▸ Parts of the exercise:
1. In the passage on Florence Nightingale's carriage, who gave her the Crimean carriage after the mule cart overturned?
2. Take the passage on Florence Nightingale's carriage further, writing on from its final sentence.

▸ Reading passage:
-------
Florence Nightingale’s carriage
On her second visit to the Crimea in March 1856, the exertion of travelling to the scattered field hospitals took its toll on Florence Nightingale’s delicate health and, to spare her riding, she was given a mule cart.
This, however, overturned one night on the rough tracks and so Colonel William McMurdo of the Land Transport Corps presented her instead with this, her Crimean carriage, which also served as an ambulance. The original carriage is in the Collections of the Florence Nightingale Museum Trust.
Model of carriage used by Florence Nightingale during the Crimean War, c1856
As well as horses, the British in the Crimea used camels for pulling carts and wagons. In this lithograph by Eugene Guerard, a group of inebriated British and French soldiers ride in a cart pulled by two camels. The four lines of French verse below make a play on the word ‘chameaux’ which can mean ‘camels’ or a derogatory term for women.
-------
▸ Data for review:
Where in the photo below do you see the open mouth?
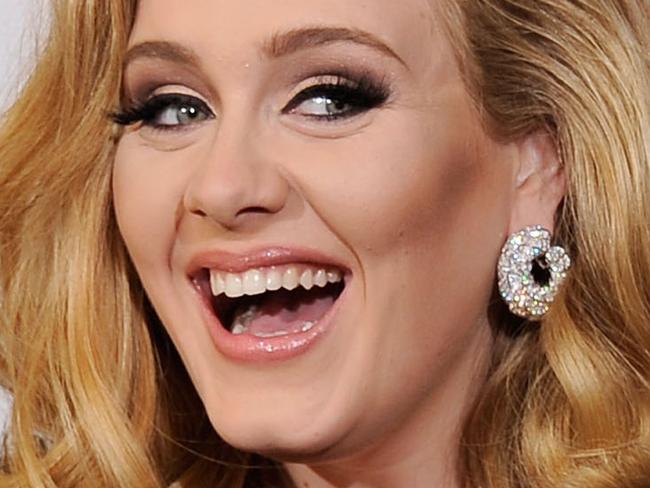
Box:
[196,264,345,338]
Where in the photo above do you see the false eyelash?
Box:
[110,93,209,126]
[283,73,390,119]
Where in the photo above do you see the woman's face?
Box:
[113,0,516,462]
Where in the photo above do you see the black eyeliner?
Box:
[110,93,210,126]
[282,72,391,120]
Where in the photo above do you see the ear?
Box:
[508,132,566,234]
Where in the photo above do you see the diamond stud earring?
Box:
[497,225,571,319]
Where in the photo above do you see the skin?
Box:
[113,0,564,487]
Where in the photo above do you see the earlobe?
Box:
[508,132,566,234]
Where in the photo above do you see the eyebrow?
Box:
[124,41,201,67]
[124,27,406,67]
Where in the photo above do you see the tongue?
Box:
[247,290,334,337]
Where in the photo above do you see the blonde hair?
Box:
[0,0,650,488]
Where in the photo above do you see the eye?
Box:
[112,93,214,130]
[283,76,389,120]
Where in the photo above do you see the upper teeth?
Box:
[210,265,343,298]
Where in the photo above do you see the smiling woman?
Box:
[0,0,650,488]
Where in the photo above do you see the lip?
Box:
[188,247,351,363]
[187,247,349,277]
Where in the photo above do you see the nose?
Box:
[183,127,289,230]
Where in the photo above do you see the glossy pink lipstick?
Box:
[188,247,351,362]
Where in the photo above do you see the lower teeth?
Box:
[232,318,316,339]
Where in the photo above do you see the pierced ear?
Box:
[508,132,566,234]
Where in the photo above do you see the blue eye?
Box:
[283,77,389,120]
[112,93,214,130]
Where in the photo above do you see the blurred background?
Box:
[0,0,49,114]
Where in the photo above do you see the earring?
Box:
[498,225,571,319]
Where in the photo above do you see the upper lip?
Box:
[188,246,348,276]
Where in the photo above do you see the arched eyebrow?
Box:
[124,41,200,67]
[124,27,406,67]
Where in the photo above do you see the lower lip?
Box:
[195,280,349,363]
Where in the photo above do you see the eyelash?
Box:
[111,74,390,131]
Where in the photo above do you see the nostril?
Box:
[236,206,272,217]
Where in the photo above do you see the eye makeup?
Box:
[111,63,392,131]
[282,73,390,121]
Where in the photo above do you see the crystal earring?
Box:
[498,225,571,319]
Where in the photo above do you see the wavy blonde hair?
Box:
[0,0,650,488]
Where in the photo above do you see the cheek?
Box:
-------
▸ Per-task answers:
1. Colonel William McMurdo of the Land Transport Corps.

2.
Camels in the Crimea, 1855
Horses performed many vital roles during the First World War. One of the most important was pulling ambulances to quickly transport injured soldiers from casualty clearing stations to be treated in field hospitals. Where roads were badly damaged by shell holes, it would have been a very uncomfortable way to travel.
Drawn by a four-horse team, the light ambulance wagon was designed by Surgeon Colonel W.D.C. Williams.
Ambulance of the Royal Army Medical Corps in Mesopotamia, 1917
By 1919 mechanical transport was gradually being introduced to the Indian Army. It nevertheless continued to rely heavily on thousands of locally-sourced oxen, mules, elephants and camels to transport the wounded, supplies and weapons.